Only the lines from the one with "[(416, 88), (1229, 88), (698, 106)]" to the end of the records are wanted, each repeated exactly, both ends included.
────────────────
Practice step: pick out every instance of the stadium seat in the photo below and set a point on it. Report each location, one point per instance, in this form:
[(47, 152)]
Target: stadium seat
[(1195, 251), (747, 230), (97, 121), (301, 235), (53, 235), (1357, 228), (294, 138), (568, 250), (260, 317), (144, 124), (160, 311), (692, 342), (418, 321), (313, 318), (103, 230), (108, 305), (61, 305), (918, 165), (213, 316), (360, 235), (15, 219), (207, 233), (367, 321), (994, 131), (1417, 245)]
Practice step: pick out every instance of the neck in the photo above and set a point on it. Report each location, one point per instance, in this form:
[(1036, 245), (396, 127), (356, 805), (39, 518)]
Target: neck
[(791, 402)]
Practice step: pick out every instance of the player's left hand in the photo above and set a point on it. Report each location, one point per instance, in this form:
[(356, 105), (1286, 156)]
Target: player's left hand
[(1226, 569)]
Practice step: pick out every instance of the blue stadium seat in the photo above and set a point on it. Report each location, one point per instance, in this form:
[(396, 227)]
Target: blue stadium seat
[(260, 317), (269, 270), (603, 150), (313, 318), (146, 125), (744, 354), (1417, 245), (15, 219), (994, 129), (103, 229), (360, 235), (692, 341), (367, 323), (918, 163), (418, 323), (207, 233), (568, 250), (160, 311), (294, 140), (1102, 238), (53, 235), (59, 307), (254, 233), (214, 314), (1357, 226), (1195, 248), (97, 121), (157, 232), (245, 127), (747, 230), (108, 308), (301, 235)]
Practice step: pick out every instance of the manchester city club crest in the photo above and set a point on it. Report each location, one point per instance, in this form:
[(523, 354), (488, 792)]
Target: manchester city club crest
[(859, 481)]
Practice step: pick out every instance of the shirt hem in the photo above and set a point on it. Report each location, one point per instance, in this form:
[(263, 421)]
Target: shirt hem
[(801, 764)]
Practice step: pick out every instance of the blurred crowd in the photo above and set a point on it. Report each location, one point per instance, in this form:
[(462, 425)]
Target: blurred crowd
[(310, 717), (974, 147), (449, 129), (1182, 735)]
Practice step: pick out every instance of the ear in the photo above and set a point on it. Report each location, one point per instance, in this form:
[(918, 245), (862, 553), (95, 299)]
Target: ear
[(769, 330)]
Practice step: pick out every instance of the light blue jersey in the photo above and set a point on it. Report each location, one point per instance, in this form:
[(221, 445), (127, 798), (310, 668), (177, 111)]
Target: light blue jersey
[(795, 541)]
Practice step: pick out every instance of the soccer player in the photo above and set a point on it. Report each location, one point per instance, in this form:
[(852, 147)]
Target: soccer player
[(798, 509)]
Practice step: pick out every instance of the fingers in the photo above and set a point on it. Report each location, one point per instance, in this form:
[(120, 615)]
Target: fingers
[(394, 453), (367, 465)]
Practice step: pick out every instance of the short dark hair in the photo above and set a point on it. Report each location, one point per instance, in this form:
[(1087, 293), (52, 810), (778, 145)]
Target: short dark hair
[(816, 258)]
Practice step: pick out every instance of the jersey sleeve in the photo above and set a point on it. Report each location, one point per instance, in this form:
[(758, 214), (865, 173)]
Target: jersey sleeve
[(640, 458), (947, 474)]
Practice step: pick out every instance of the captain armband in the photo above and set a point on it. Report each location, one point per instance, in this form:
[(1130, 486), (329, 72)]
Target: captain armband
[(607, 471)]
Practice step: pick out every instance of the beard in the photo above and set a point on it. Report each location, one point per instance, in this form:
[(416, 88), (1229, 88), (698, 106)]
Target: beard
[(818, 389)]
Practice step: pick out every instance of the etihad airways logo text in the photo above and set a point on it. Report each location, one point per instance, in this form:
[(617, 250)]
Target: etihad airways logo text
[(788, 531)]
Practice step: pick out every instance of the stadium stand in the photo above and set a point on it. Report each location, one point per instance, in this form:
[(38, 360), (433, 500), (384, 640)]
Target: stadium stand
────────────────
▶ [ANSWER]
[(416, 88), (1229, 88), (698, 106)]
Target: beard
[(818, 389)]
Practice step: pick out every instance of the etihad airways logo text in the photo above and set a point on it. Report each location, one point per instance, in this form:
[(617, 250)]
Target: etihad airways logo text
[(788, 531)]
Practice step: pick out every instance of the stadium stand in the photo above and set a point on it. Report each location, one point per instance, in this form:
[(38, 360), (433, 500), (384, 640)]
Target: stadium stand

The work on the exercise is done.